## Exercise instructions
Would you restate, exactly as they appear, the lines from the one containing "Expected behavior: point out the wooden" through the end of the data below?

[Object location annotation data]
☆ ☆ ☆ ☆ ☆

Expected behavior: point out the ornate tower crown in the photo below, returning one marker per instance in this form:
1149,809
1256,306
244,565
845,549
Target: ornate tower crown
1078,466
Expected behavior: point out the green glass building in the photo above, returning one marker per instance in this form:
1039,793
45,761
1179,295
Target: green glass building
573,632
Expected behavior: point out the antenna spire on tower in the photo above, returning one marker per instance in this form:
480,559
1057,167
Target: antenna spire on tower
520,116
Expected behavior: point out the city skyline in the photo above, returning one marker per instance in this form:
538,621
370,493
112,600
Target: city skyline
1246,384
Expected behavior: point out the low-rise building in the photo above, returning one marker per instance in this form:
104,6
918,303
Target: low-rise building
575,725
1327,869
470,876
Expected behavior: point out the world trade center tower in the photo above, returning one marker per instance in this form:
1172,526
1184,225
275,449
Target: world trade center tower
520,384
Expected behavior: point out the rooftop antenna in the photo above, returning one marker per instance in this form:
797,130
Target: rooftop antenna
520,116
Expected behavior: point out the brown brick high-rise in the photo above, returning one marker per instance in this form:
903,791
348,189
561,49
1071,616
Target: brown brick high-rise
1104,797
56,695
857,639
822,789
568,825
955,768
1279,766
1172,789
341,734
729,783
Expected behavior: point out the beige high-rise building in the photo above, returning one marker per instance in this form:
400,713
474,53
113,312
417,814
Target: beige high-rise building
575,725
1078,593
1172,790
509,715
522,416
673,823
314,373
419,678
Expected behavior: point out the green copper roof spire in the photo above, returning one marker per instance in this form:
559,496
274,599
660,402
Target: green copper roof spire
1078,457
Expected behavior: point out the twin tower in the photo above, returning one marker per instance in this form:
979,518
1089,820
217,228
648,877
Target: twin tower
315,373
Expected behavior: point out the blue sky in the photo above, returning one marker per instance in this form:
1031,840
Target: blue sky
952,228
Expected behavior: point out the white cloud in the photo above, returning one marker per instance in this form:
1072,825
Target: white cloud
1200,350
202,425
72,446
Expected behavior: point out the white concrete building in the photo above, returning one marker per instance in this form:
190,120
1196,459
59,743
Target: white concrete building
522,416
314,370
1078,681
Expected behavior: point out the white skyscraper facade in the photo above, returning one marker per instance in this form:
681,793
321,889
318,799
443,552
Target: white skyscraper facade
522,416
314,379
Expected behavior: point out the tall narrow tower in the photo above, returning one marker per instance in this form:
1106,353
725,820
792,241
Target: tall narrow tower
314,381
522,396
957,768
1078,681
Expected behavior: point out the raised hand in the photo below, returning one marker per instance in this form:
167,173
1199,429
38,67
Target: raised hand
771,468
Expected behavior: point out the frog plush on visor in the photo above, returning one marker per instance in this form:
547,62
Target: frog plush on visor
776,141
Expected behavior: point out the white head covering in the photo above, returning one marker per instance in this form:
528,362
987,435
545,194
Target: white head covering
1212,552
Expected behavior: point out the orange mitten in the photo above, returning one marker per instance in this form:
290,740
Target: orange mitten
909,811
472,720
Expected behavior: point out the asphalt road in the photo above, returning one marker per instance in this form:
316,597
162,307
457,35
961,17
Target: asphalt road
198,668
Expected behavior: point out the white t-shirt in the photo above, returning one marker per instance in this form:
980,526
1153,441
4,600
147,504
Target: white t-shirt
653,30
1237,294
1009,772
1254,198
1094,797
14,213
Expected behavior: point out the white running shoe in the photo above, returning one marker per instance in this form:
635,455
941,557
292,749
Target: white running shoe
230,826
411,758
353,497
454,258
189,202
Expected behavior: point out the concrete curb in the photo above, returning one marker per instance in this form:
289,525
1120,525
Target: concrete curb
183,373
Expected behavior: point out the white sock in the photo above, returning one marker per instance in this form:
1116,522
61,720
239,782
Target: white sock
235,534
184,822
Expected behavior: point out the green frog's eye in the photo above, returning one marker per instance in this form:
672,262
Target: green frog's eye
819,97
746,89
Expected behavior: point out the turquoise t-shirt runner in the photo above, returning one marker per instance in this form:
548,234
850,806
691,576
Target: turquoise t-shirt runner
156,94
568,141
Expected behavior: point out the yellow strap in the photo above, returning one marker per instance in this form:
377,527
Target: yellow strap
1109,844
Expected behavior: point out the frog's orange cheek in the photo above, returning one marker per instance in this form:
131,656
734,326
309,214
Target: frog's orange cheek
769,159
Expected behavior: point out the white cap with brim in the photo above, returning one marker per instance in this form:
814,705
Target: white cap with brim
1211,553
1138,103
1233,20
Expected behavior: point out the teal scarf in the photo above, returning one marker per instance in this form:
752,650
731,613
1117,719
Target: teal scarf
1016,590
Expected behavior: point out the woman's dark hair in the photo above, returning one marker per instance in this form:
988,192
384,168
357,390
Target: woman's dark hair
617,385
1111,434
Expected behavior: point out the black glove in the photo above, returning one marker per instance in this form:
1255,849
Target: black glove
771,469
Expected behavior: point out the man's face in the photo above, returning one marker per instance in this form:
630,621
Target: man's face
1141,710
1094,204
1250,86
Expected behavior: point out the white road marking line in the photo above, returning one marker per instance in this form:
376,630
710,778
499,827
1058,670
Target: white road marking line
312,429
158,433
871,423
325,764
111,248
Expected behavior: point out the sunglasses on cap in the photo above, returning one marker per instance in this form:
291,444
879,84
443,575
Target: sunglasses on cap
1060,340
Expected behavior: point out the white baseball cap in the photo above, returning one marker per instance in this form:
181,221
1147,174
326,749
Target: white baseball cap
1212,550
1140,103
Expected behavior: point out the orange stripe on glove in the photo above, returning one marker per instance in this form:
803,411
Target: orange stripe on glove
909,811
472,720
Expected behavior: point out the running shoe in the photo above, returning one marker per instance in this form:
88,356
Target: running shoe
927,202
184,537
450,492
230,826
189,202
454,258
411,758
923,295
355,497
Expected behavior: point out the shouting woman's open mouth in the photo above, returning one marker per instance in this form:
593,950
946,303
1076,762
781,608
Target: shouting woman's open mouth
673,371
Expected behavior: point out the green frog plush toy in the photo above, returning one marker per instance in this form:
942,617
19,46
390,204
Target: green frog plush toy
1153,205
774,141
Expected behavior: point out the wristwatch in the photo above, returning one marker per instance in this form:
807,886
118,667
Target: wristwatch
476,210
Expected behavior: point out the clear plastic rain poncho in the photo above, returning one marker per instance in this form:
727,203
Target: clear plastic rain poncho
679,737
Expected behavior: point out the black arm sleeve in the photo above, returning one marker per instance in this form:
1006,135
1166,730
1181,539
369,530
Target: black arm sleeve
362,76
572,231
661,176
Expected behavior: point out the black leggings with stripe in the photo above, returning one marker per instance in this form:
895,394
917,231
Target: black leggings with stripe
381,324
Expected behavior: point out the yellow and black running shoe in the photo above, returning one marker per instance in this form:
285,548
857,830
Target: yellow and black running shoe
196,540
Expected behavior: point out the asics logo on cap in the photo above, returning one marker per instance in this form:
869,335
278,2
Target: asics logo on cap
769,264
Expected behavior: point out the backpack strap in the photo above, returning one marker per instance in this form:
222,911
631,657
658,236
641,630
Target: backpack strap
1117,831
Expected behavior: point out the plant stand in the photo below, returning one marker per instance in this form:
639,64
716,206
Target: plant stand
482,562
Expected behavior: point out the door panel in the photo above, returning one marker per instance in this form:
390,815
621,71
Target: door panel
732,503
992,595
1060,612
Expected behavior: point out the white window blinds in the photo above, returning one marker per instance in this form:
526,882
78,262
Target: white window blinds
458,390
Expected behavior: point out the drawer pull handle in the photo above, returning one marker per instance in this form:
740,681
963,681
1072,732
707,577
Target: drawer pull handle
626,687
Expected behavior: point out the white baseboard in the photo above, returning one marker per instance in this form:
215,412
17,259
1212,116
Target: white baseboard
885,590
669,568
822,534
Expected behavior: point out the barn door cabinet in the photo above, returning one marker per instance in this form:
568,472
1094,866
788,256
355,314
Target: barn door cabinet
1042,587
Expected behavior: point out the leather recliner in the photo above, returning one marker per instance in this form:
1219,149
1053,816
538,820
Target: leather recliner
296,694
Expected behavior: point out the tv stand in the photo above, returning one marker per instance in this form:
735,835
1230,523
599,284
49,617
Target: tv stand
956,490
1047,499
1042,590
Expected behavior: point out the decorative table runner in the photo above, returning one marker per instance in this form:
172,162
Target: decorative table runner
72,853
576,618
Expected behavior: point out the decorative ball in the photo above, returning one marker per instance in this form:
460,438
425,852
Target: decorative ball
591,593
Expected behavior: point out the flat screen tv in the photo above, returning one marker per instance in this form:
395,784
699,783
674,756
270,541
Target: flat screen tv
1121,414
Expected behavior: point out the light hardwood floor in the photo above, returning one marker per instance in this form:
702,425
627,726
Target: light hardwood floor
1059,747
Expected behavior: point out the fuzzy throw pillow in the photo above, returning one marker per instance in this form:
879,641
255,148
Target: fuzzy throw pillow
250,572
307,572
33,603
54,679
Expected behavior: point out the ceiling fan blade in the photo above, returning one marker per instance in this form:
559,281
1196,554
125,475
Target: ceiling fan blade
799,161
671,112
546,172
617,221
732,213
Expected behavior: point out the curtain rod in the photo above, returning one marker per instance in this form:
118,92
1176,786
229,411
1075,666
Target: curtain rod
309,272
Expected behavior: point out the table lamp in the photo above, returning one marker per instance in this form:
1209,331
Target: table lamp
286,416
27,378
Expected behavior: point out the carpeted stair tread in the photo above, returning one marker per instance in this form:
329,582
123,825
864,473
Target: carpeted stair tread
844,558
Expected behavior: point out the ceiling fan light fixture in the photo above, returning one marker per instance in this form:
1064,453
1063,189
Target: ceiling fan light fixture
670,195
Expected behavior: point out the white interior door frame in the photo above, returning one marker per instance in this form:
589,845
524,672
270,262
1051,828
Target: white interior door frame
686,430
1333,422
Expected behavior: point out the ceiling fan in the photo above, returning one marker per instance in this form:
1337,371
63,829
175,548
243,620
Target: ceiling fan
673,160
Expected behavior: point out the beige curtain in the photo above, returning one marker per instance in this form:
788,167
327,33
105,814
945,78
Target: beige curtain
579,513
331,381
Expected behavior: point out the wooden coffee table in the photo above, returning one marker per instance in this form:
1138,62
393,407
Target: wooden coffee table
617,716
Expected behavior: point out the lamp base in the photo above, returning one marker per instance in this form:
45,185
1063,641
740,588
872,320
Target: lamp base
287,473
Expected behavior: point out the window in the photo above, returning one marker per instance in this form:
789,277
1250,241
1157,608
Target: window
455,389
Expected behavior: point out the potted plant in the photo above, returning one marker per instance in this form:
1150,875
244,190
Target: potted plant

☆ ☆ ☆ ☆ ☆

## Reply
Expected behavior: point out the wooden coffee table in the photo above, returning one marker per instance in this form:
1138,62
393,407
Target: wooden coffee table
617,716
Expected behavior: point out the lamp base in the photo above, returning one marker per instance in this form:
45,185
1063,641
740,588
872,320
Target: lamp base
287,473
Expected behavior: point out the window in the photo above, returning one marker per instance in this form:
789,277
1250,241
1157,608
Target: window
455,389
Expected behavior: point out the potted plant in the photo above, returning one marker per instance in this form:
1150,875
244,190
Target: potted plant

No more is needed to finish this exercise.